▶ PROBLEM TO WORK ON: Copy out every line of the data below word for word, leaving out the pictures.

(Segmentation annotation records)
---+---
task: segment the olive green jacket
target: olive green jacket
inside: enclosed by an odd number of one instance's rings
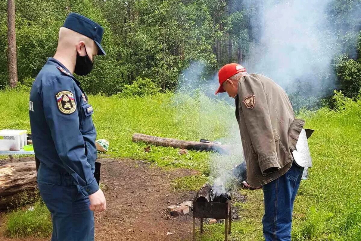
[[[284,91],[270,79],[252,73],[240,80],[236,98],[247,178],[258,188],[291,168],[305,121],[295,119]]]

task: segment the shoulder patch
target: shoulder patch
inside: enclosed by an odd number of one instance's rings
[[[61,91],[56,94],[55,97],[58,108],[62,113],[70,115],[77,109],[74,95],[70,91]]]
[[[66,70],[64,69],[64,68],[61,67],[57,67],[58,69],[60,71],[60,72],[62,73],[63,74],[66,75],[69,75],[69,76],[71,76],[71,75],[70,75],[70,73],[67,71]]]
[[[253,107],[255,107],[255,103],[256,103],[255,98],[256,96],[252,94],[243,99],[242,102],[247,108],[253,109]]]

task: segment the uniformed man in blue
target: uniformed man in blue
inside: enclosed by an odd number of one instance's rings
[[[52,241],[94,239],[94,211],[105,209],[94,178],[97,158],[93,110],[73,75],[88,74],[94,57],[105,55],[103,28],[70,13],[59,31],[56,52],[39,73],[29,114],[40,194],[52,215]]]

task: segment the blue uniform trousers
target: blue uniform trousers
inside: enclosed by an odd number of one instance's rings
[[[78,185],[38,183],[43,200],[51,213],[52,241],[93,241],[94,213],[90,202]]]
[[[291,241],[293,202],[303,170],[294,162],[285,174],[262,187],[265,215],[262,223],[266,241]]]

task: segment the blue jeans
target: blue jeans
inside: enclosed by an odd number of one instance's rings
[[[52,241],[93,241],[94,214],[88,197],[79,186],[41,182],[38,185],[51,213]]]
[[[262,187],[265,215],[262,219],[266,241],[290,241],[293,202],[304,168],[294,162],[285,174]]]

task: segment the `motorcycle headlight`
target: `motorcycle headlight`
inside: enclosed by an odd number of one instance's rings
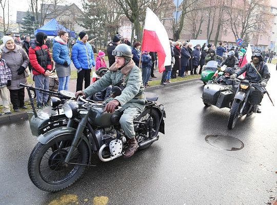
[[[246,90],[249,87],[249,85],[241,84],[241,88],[242,89]]]
[[[64,104],[64,112],[69,119],[75,117],[78,115],[78,104],[75,101],[68,101]]]
[[[57,97],[50,97],[50,106],[52,108],[55,108],[61,104],[61,99]]]

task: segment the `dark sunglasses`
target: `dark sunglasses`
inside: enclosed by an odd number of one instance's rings
[[[113,51],[112,51],[112,55],[114,56],[118,56],[118,57],[121,57],[121,56],[124,56],[124,55],[123,54],[123,53],[122,52],[115,51],[114,50]]]
[[[252,55],[252,56],[261,56],[261,53],[254,53]]]

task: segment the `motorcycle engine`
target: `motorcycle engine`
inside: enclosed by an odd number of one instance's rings
[[[116,156],[122,152],[122,141],[118,139],[110,142],[110,152],[112,156]]]

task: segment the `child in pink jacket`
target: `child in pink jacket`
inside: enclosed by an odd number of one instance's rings
[[[95,70],[97,70],[99,69],[99,68],[101,67],[107,67],[104,58],[105,55],[106,55],[104,52],[102,51],[101,50],[99,51],[98,56],[96,57]]]

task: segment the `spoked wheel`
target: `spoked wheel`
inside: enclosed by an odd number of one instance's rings
[[[236,100],[233,104],[232,107],[231,108],[230,116],[228,120],[228,129],[231,130],[235,125],[238,119],[239,118],[239,114],[240,111],[240,108],[241,101],[240,100]]]
[[[33,183],[39,189],[56,192],[67,188],[84,173],[84,166],[66,163],[74,135],[64,135],[46,145],[37,143],[28,164],[28,172]],[[87,164],[89,152],[84,141],[74,150],[69,162]]]
[[[157,135],[159,132],[159,124],[160,123],[161,118],[157,111],[156,110],[152,109],[151,116],[153,118],[153,129],[152,136],[149,136],[147,128],[148,127],[148,123],[149,119],[150,117],[150,109],[147,108],[135,120],[137,121],[146,122],[146,124],[137,124],[134,126],[134,130],[136,133],[135,138],[138,143],[148,139],[149,137],[155,137]],[[152,145],[152,143],[142,148],[140,148],[139,149],[141,150],[150,147],[151,145]]]

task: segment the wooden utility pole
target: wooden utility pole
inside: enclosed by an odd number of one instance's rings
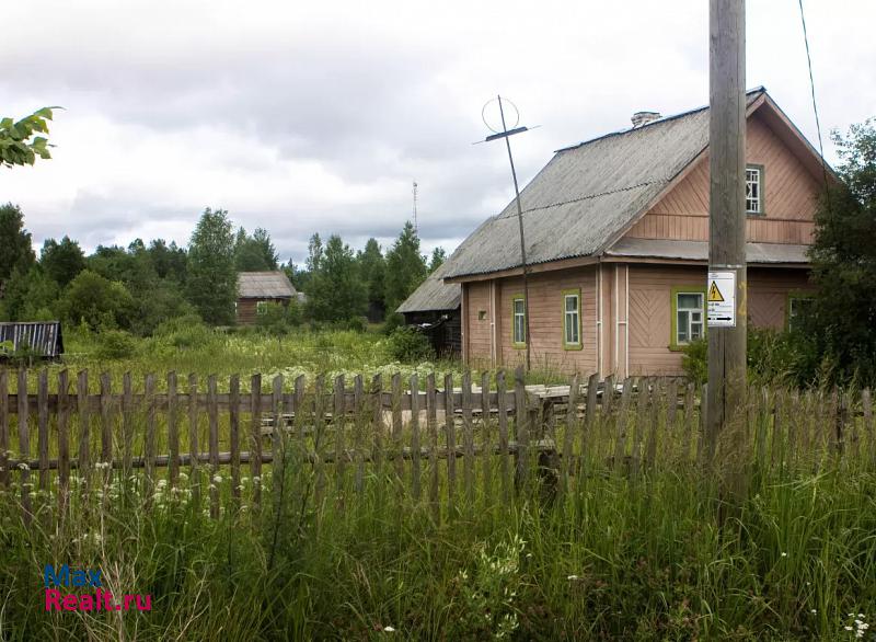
---+---
▶ ANSWER TO THE TASK:
task: segment the olive green jacket
target: olive green jacket
inside: enclosed by an odd number of one instance's rings
[[[284,91],[270,79],[252,73],[240,80],[236,98],[247,178],[258,188],[291,168],[305,121],[295,119]]]

task: segment the shoulder patch
target: shoulder patch
inside: enclosed by an odd number of one instance's rings
[[[61,91],[56,94],[55,97],[58,108],[62,113],[70,115],[77,109],[74,95],[70,91]]]
[[[66,70],[64,69],[64,68],[61,67],[57,67],[58,69],[60,71],[60,72],[62,73],[63,74],[66,75],[69,75],[69,76],[71,76],[71,75],[70,75],[70,73],[67,71]]]
[[[253,107],[255,107],[255,103],[256,103],[255,98],[256,96],[252,94],[243,99],[242,102],[247,108],[253,109]]]

task: segment the uniformed man in blue
target: uniformed man in blue
inside: enclosed by an odd number of one instance's rings
[[[52,241],[94,239],[94,211],[105,209],[94,178],[97,158],[93,110],[73,75],[88,74],[94,57],[105,55],[103,28],[70,13],[59,31],[56,52],[39,73],[29,114],[40,194],[52,215]]]

task: segment the blue uniform trousers
target: blue uniform trousers
inside: enclosed by an odd number of one instance's rings
[[[78,185],[38,183],[43,200],[51,213],[52,241],[93,241],[94,213],[90,202]]]
[[[291,241],[293,202],[303,170],[294,162],[285,174],[262,187],[265,215],[262,223],[266,241]]]

task: segment the blue jeans
target: blue jeans
inside: enclosed by an odd number of one instance's rings
[[[52,241],[93,241],[94,214],[88,197],[79,186],[41,182],[38,185],[51,213]]]
[[[262,187],[265,215],[262,219],[266,241],[290,241],[293,202],[304,168],[294,162],[285,174]]]

task: segment the `motorcycle headlight`
target: `motorcycle headlight`
inside: enclosed by an odd number of one instance's rings
[[[246,90],[249,87],[249,85],[241,84],[241,88],[242,89]]]
[[[64,104],[64,112],[69,119],[75,117],[78,115],[78,104],[75,101],[68,101]]]
[[[57,97],[50,97],[50,106],[52,108],[55,108],[61,104],[61,99]]]

task: segment the `dark sunglasses`
target: `dark sunglasses`
inside: enclosed by an odd number of one instance's rings
[[[113,51],[112,51],[112,55],[114,56],[118,56],[118,57],[121,57],[121,56],[124,56],[124,55],[123,54],[123,53],[122,52],[115,51],[114,50]]]
[[[252,55],[252,56],[261,56],[261,53],[254,53]]]

task: segment the `motorcycle engine`
target: `motorcycle engine`
inside: enclosed by an odd number of one instance's rings
[[[116,156],[122,152],[122,141],[118,139],[110,142],[110,152],[112,156]]]

task: segment the `child in pink jacket`
target: `child in pink jacket`
inside: enclosed by an odd number of one instance's rings
[[[95,70],[97,70],[99,69],[99,68],[101,67],[107,67],[104,58],[105,55],[106,55],[104,52],[102,51],[101,50],[99,51],[98,56],[96,57]]]

task: segment the `spoked wheel`
target: `spoked wheel`
inside: enclosed by an odd number of one instance's rings
[[[236,100],[233,104],[232,107],[231,108],[230,116],[228,120],[228,129],[231,130],[235,125],[238,119],[239,118],[239,114],[240,111],[240,108],[241,101],[240,100]]]
[[[33,183],[39,189],[56,192],[67,188],[84,173],[84,166],[66,163],[74,135],[64,135],[46,145],[37,143],[28,164],[28,172]],[[87,164],[89,152],[84,141],[74,150],[69,162]]]
[[[157,135],[159,132],[159,124],[160,123],[161,118],[157,111],[156,110],[152,109],[151,116],[153,118],[153,129],[152,136],[149,136],[147,128],[148,127],[148,123],[149,119],[150,117],[150,109],[147,108],[135,120],[137,121],[146,122],[146,124],[137,124],[134,126],[134,130],[136,133],[135,138],[138,143],[148,139],[149,137],[155,137]],[[152,145],[152,143],[142,148],[140,148],[139,149],[141,150],[150,147],[151,145]]]

task: segment the wooden utility pole
target: wooden utility pole
inside: enclosed by an odd number of one instance's rings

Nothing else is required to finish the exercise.